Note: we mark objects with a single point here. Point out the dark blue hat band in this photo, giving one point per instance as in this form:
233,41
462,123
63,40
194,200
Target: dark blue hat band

::::::

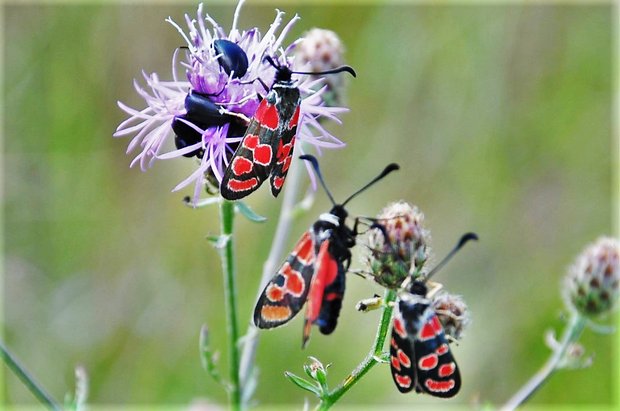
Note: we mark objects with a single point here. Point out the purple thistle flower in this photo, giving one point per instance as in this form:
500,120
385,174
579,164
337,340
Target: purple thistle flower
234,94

::::::

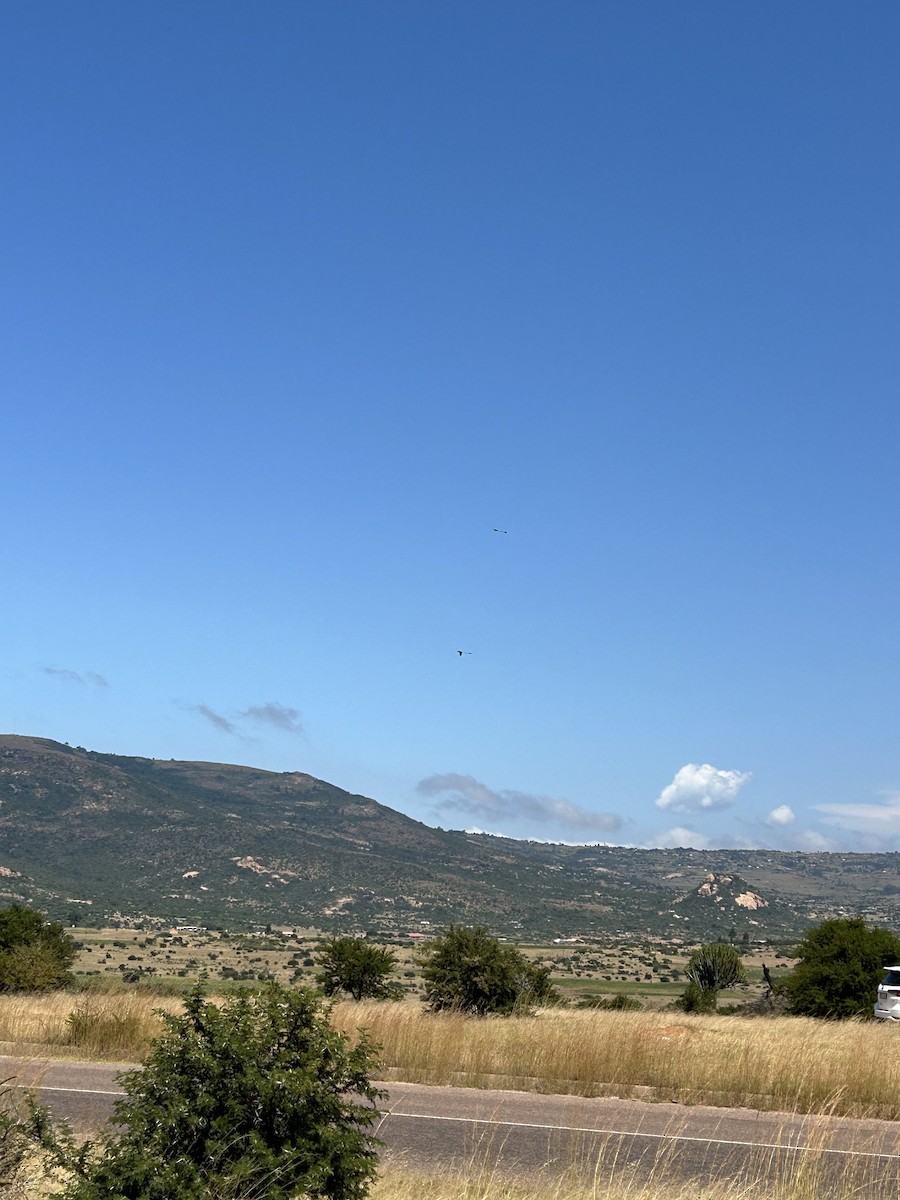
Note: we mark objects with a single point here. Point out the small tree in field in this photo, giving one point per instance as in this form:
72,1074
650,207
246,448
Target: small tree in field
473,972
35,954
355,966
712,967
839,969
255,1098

::::::

§ **WORK REQUIRED**
Above are the records. Copy the lines beginning at the one that has "out the dark" and ending with the one that has "Target: dark blue hat band", unchanged.

§ **RESPONSE**
Note: we mark objects with a single point here. Point out the dark blue hat band in this photo, giving one point per instance as in this form:
233,41
462,123
63,40
194,200
Target: dark blue hat band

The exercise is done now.